Data for review ▸
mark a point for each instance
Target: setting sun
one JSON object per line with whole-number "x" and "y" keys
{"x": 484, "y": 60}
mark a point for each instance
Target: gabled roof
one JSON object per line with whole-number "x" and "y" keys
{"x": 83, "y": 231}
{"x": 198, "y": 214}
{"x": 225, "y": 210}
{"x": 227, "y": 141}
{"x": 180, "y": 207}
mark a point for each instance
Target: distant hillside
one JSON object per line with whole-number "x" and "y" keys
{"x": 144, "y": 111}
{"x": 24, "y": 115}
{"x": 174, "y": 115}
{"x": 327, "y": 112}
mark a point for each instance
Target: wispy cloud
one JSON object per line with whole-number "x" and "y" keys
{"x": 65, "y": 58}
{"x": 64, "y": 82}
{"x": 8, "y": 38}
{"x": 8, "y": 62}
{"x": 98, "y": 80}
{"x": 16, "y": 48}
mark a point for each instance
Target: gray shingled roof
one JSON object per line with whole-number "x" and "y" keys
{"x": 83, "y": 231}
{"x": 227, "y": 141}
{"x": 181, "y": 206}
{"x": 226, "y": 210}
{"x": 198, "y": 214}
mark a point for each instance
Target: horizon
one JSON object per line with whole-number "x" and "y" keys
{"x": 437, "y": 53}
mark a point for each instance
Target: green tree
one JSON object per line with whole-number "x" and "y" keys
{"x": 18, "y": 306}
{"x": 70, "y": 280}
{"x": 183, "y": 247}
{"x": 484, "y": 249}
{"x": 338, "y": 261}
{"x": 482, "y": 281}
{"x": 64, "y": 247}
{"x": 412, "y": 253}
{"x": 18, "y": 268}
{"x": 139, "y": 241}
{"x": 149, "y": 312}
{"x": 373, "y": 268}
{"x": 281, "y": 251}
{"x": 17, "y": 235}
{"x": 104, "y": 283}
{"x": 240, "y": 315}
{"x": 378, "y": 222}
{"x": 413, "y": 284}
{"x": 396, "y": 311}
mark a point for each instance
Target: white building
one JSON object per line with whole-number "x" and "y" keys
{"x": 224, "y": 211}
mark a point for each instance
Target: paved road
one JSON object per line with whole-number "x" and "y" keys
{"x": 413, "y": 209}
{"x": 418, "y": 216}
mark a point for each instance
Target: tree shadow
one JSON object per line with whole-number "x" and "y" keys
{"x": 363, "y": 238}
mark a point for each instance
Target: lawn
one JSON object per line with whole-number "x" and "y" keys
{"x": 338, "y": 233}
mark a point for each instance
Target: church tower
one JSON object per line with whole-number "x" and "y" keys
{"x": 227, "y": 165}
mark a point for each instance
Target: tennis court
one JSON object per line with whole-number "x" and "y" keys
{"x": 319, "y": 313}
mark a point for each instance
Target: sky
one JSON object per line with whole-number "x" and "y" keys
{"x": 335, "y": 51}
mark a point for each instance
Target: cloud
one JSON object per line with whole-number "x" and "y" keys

What you will do ▸ Each line carrying the string "roof" should be copied out from the entries.

Written solution ▸
Target: gabled roof
Target: gray shingled roof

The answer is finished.